Extract each line in the data below that contains the string "fingernail", copying every such line in full. The match is case-sensitive.

== PROVIDED RECORDS ==
※ ※ ※

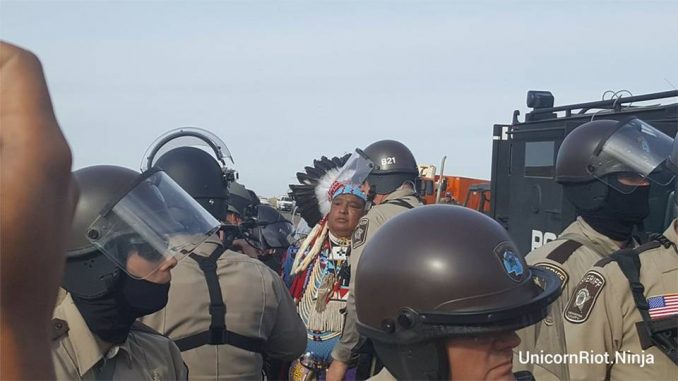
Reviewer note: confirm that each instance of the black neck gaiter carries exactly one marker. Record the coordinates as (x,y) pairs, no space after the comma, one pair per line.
(619,213)
(111,316)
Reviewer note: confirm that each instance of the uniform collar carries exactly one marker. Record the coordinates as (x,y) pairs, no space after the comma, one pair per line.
(87,348)
(599,242)
(206,248)
(399,193)
(670,232)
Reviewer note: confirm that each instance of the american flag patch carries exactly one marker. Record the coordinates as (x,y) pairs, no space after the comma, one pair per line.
(663,305)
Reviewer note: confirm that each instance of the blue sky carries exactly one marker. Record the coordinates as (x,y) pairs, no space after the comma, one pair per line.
(285,82)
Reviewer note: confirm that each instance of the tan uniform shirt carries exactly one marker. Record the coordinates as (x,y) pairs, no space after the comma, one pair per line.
(383,375)
(601,318)
(79,355)
(257,305)
(367,227)
(577,248)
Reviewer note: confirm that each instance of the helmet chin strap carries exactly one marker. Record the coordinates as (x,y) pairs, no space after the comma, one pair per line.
(371,194)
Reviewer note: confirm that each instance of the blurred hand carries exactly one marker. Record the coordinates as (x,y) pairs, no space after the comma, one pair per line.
(38,196)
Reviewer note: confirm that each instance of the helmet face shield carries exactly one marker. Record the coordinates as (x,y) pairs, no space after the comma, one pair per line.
(153,222)
(356,169)
(634,148)
(186,137)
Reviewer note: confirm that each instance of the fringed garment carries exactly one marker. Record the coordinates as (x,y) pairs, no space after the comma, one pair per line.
(320,288)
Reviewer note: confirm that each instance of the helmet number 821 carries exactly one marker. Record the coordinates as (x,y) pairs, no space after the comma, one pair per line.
(388,160)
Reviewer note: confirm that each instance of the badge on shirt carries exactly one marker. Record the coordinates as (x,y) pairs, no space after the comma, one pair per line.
(584,297)
(360,233)
(560,273)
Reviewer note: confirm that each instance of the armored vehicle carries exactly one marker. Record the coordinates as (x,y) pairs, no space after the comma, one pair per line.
(526,200)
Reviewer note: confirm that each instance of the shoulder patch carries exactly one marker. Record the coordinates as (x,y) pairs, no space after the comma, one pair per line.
(584,297)
(563,252)
(139,326)
(360,233)
(603,262)
(59,328)
(559,271)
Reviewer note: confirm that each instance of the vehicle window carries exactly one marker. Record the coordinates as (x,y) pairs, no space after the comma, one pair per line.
(539,159)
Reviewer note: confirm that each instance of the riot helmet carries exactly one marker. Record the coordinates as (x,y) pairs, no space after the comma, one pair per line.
(600,149)
(270,229)
(240,200)
(200,176)
(606,166)
(195,159)
(122,215)
(394,164)
(439,273)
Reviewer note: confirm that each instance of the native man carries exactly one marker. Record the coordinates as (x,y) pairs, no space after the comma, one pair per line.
(318,270)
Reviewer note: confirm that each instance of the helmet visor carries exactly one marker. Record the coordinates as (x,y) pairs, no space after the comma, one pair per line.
(153,222)
(356,169)
(635,148)
(186,137)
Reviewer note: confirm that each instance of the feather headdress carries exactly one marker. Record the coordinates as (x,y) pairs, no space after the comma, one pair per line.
(313,193)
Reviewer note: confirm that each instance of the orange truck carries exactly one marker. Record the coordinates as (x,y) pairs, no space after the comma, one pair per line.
(469,192)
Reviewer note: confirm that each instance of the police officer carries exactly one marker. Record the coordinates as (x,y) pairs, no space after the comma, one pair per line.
(445,302)
(604,167)
(270,236)
(226,311)
(625,308)
(390,185)
(124,240)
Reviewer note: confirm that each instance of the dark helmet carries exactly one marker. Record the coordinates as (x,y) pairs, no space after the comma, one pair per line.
(271,229)
(99,186)
(438,272)
(240,200)
(200,175)
(594,152)
(121,211)
(394,164)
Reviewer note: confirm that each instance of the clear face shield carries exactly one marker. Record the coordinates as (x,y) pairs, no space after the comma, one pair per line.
(153,222)
(356,169)
(635,151)
(186,137)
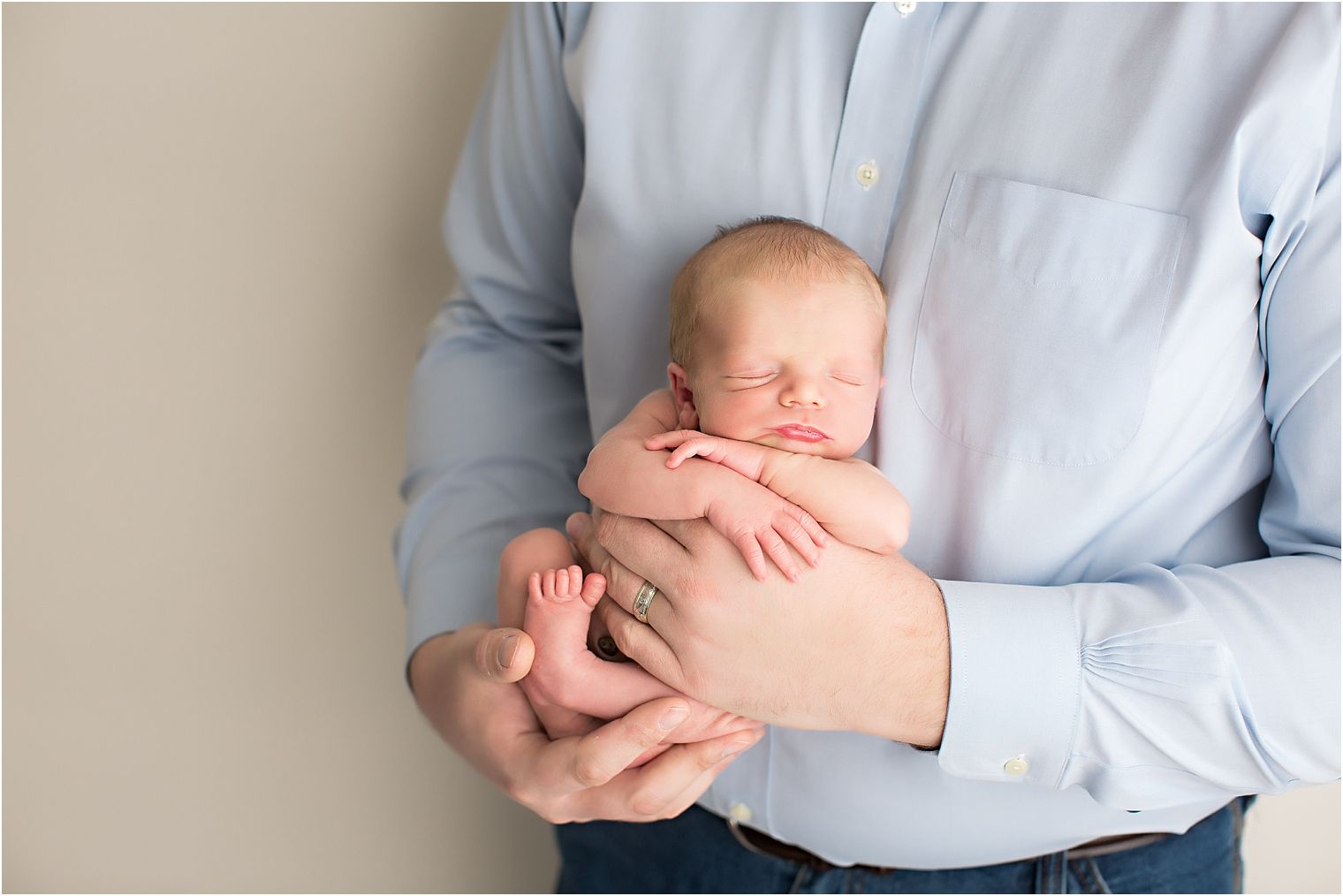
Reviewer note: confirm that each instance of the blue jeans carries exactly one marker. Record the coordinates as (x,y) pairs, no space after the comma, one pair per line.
(696,854)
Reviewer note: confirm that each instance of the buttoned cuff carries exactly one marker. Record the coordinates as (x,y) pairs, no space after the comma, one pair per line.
(1015,671)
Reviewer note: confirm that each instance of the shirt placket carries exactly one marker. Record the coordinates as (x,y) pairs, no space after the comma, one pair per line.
(876,131)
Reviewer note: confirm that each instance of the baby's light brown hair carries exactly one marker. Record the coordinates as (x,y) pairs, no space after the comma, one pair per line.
(769,247)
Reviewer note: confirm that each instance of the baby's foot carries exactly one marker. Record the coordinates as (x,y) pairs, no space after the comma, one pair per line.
(559,610)
(565,673)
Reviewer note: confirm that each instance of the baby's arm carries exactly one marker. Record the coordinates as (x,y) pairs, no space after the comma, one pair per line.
(849,497)
(624,477)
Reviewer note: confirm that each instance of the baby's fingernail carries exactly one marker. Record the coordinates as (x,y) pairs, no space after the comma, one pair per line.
(508,650)
(673,718)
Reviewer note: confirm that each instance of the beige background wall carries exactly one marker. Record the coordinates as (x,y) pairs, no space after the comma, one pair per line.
(221,250)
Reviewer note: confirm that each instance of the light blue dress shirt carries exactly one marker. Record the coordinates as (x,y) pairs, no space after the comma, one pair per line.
(1111,239)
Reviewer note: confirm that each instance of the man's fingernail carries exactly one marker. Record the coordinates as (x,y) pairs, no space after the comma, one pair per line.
(508,649)
(736,746)
(673,718)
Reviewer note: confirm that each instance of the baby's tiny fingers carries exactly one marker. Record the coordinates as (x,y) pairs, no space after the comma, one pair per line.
(778,552)
(751,552)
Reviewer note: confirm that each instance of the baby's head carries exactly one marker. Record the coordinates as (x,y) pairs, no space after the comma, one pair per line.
(778,333)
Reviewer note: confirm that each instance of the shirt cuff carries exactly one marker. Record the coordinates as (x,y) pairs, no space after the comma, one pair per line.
(1015,669)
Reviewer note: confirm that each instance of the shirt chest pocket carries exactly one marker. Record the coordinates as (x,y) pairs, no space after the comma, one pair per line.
(1041,319)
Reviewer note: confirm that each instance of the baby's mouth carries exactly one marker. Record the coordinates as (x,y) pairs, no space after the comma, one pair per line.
(800,433)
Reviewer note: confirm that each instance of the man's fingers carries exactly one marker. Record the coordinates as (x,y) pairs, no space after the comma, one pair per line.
(598,756)
(668,785)
(641,642)
(504,655)
(702,782)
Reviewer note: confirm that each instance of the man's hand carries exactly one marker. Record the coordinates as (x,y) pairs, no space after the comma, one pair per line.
(861,646)
(465,686)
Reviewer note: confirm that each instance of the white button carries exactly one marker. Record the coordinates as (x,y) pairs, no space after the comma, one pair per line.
(868,173)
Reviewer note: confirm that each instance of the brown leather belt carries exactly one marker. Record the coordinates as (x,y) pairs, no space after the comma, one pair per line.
(766,845)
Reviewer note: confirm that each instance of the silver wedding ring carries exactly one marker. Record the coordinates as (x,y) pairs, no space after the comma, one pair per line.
(642,599)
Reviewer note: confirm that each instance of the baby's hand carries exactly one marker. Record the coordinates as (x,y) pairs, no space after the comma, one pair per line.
(741,457)
(761,523)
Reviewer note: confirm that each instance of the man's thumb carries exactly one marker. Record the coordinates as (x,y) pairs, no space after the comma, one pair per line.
(504,655)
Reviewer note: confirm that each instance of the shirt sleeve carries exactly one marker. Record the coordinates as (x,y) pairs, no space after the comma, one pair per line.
(498,426)
(1167,687)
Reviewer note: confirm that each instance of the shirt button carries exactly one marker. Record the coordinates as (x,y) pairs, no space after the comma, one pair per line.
(868,173)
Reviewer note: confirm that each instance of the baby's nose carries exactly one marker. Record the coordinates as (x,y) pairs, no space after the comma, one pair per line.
(803,391)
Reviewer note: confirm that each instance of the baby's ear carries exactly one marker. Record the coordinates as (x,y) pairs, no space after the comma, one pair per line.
(687,418)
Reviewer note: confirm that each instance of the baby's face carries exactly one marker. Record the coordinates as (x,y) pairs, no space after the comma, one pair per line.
(790,366)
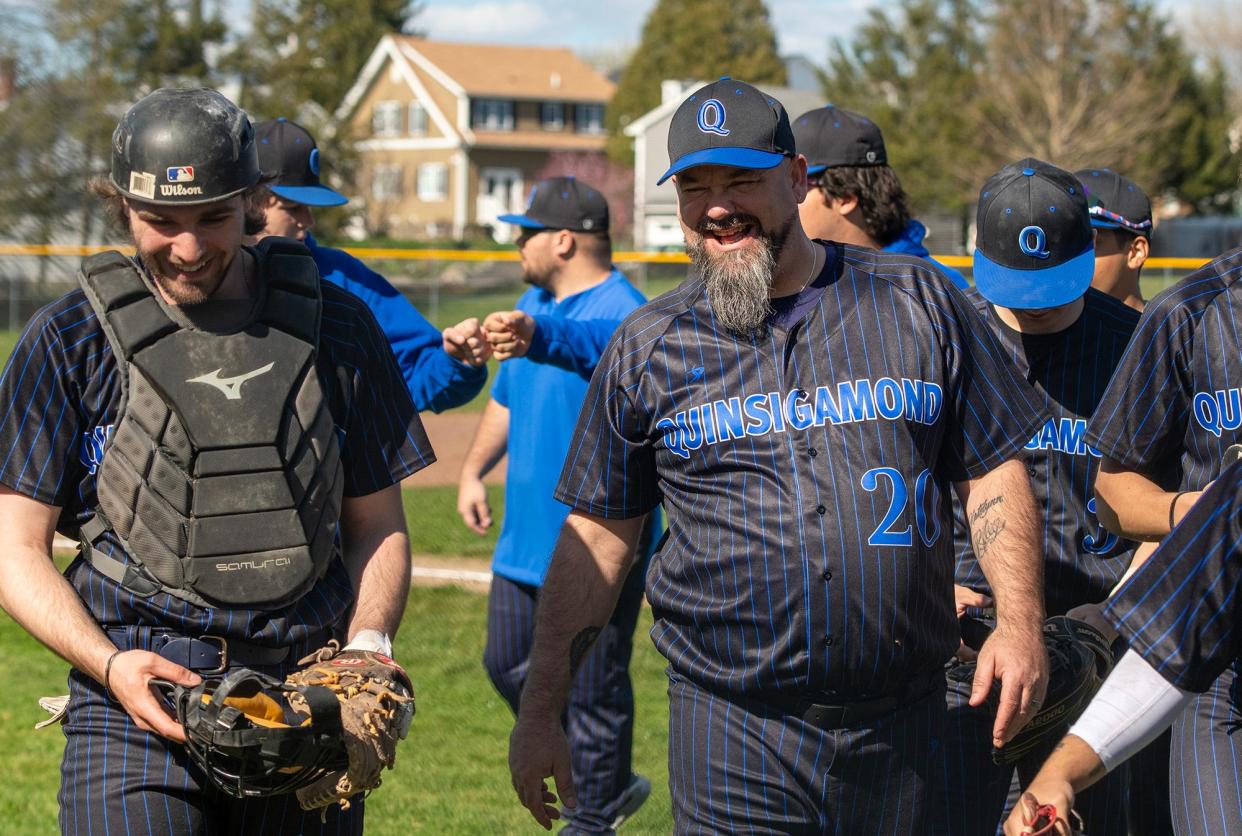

※ ※ ※

== WRITTEN REPLY ==
Reviewer note: confirm that each instance of the baby's fingernail carries exactly one marker. Record the coordinates as (x,y) pairs, no space after the comma, one pair per line.
Reviewer note: confirm that each instance of the man's fingernail carries exactly one marker. Record the coordinates as (x,y) pairs, no space after the comma, one pair per line.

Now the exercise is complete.